● **EXERCISE OBJECTIVE**
All of the data is to be written out again exactly, without the pictures.

** Opening DATA FOR ANALYSIS block **

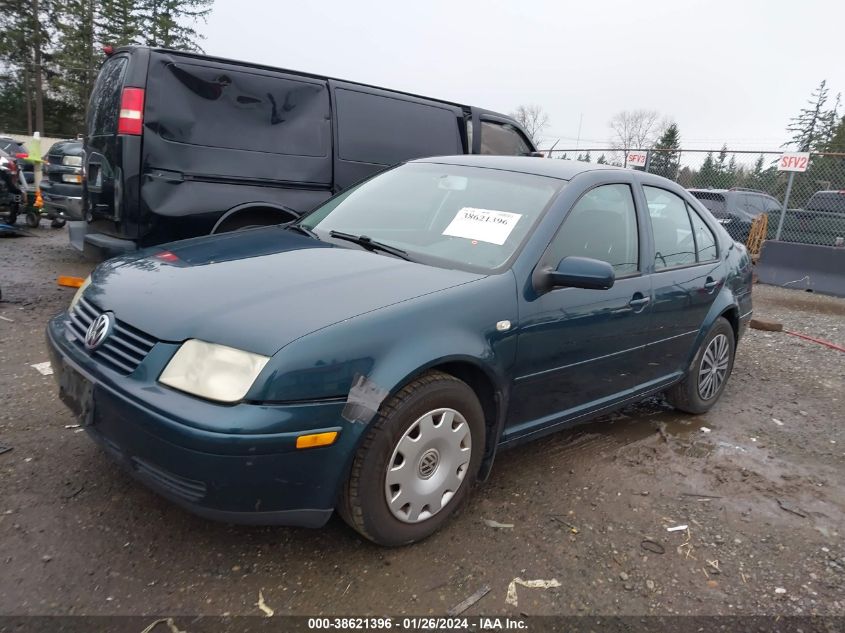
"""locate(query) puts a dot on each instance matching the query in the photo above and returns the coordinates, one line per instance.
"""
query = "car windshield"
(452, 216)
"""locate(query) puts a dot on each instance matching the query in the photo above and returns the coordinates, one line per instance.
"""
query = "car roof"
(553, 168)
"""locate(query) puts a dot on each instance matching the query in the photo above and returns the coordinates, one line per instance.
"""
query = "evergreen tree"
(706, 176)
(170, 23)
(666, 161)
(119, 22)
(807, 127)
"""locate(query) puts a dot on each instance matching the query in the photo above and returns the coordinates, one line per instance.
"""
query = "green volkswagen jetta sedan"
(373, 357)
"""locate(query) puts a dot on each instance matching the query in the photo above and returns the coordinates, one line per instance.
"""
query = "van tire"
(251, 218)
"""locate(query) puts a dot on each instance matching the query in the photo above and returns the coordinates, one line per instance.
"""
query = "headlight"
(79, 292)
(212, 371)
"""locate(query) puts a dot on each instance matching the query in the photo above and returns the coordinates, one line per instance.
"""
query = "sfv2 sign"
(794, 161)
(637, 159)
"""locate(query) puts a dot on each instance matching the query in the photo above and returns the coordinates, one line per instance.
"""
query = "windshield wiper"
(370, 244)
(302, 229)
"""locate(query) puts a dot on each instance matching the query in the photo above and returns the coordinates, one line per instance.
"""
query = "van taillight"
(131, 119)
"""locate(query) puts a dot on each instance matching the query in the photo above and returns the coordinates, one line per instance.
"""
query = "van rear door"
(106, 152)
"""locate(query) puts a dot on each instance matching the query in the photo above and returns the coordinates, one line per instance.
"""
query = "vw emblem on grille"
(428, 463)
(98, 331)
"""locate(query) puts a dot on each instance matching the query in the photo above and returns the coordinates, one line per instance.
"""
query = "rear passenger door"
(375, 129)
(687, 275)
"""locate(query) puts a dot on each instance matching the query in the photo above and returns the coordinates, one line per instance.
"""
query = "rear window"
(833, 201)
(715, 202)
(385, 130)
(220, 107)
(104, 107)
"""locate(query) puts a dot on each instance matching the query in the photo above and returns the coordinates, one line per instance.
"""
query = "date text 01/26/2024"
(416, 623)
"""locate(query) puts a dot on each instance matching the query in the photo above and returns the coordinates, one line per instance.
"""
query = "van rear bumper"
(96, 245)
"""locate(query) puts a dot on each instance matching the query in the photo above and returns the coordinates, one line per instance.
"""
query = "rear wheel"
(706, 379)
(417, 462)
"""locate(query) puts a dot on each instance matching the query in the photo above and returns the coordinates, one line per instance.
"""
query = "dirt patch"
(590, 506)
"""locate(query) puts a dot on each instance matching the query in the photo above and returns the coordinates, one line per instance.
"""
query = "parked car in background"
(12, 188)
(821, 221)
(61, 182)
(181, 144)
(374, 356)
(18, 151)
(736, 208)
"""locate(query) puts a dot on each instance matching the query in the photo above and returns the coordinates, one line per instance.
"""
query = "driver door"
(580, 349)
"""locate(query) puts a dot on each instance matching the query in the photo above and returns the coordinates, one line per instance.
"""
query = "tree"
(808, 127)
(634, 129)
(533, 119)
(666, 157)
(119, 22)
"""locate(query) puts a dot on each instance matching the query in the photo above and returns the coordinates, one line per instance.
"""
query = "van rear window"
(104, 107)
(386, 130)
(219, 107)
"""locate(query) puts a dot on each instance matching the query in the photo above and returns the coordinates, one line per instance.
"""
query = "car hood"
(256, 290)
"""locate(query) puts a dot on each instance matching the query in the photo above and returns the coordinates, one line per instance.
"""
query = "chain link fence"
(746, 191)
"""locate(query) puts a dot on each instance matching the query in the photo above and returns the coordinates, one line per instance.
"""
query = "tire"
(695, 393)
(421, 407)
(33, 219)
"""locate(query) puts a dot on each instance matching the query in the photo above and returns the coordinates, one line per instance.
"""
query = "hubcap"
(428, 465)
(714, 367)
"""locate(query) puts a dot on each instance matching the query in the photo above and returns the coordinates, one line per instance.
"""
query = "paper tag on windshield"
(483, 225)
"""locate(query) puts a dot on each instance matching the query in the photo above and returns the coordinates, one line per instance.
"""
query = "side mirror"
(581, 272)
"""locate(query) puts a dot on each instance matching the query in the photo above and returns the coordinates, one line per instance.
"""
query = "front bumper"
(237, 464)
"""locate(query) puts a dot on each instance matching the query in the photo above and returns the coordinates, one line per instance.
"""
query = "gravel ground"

** Closing DATA FOR ANALYSIS block **

● **WORKED SOLUTION**
"""locate(query) puts a dot on each instance matching the query in the photo above and returns the coordinates, one line per instance.
"""
query = "car windshield"
(452, 216)
"""locate(query) puts a dot on each instance matching the query in the photo above and returns the coordinates, one line per instance.
"""
query = "car roof"
(553, 168)
"""locate(query) puts a dot on each instance matching the query in the photo above and returns the coordinates, one line per instance.
"""
query = "evergreen tree"
(706, 176)
(170, 23)
(666, 161)
(119, 22)
(807, 127)
"""locate(query) puts a dot on each instance matching the query in the photo above and returns the coordinates, one line per instance.
"""
query = "green volkswagen jetta sedan"
(373, 357)
"""locate(query) puts a dot on each instance matching the query in the photo above and returns the coordinates, one line per instance.
"""
query = "van tire"
(251, 218)
"""locate(query) puts a dot on each instance matching the query in the photo above and returns the coordinates, one line per instance.
"""
query = "headlight"
(79, 292)
(212, 371)
"""locate(query) puts a dot on each instance matching the query in the photo above and returns the coordinates, one line per instance.
"""
query = "sfv2 sign"
(794, 161)
(637, 159)
"""locate(query) puts a dot on each instance matching the query in the photo above and returns the coordinates, one line per instance.
"""
query = "windshield wiper"
(370, 244)
(302, 229)
"""locate(query) puts a dot on each instance matching the query in the photo above and returns the coordinates, one line per instance.
"""
query = "van taillight"
(131, 119)
"""locate(query) puts a dot on each instance matching the query in the photo above and returns the coordinates, one line per instance.
"""
query = "van rear door"
(106, 152)
"""locate(query) puts a dot on each instance matching the query in the photo above and returns the coordinates, one line per instance.
"""
query = "vw emblem on grille"
(428, 463)
(98, 331)
"""locate(query) puts a dot on each instance matching the query in the photo above and returns the coordinates, one line per instance.
"""
query = "rear passenger door"
(375, 129)
(687, 275)
"""locate(query) puts a dot on each instance matching the query in the photo above and returns the coordinates, one line per instance.
"""
query = "rear window"
(833, 201)
(715, 202)
(385, 130)
(220, 107)
(104, 107)
"""locate(query) puts a dot on each instance matching the query in the photo above and returns the coordinates, one line per instance.
"""
query = "date text 01/26/2024"
(416, 623)
"""locate(query) puts a dot on each instance matching the query in the photo above and returns the coordinates, one line per instance.
"""
query = "van rear bumper"
(96, 245)
"""locate(query) puts a dot on each instance matching the query in the photo above and returns the coordinates, one line per instance.
"""
query = "rear wheel"
(706, 379)
(417, 462)
"""locate(query) puts a dot on each instance matching the query in the photo above and returns the coordinates, one line per instance.
"""
query = "dirt patch"
(590, 506)
"""locate(query) puts a dot on each instance matching the query in the photo above and returns the coordinates, one line per instance.
"""
query = "parked car in background"
(12, 188)
(821, 221)
(61, 182)
(181, 144)
(374, 356)
(18, 151)
(736, 208)
"""locate(query) puts a dot on each instance matching the query in the photo above and returns the coordinates, one line per instance.
"""
query = "driver door"
(580, 349)
"""locate(query) puts a dot on each instance matching the query in the photo above and returns the coordinates, one line per instance.
"""
query = "tree"
(808, 127)
(634, 129)
(533, 119)
(666, 157)
(119, 22)
"""locate(query) puts a dot on each instance matching the query in the photo above and returns the coordinates, one line per instance.
"""
query = "van rear window"
(104, 107)
(386, 130)
(219, 107)
"""locate(query) puts a dot on each instance matching the query in the photo above and returns the coordinates, one line per instance.
"""
query = "car hood"
(256, 290)
"""locate(query) puts a dot on each instance matching the query in the photo above and returns the coordinates, one line per instance.
"""
query = "chain link fence"
(746, 191)
"""locate(query) puts a dot on each instance matching the query in the photo above and returns the coordinates, one line per instance.
"""
query = "tire"
(695, 393)
(421, 407)
(33, 219)
"""locate(query) puts a dot on each instance matching the query in the photo above and returns the coordinates, one line per instance.
"""
query = "hubcap"
(428, 465)
(714, 367)
"""locate(query) puts a dot on each instance matching the query in the photo above and returns the coordinates, one line per instance.
"""
query = "paper tag on windshield"
(483, 225)
"""locate(query) puts a dot on each instance matching the query in the photo above and returns the coordinates, one line per instance.
"""
query = "side mirror"
(581, 272)
"""locate(query) puts a dot on each instance matching the query in the photo above and returns the coordinates, one line per instance.
"""
query = "front bumper"
(237, 464)
"""locate(query) puts a dot on each instance matching the query in the photo above and returns the coordinates, one line per instance.
"""
query = "gravel ground"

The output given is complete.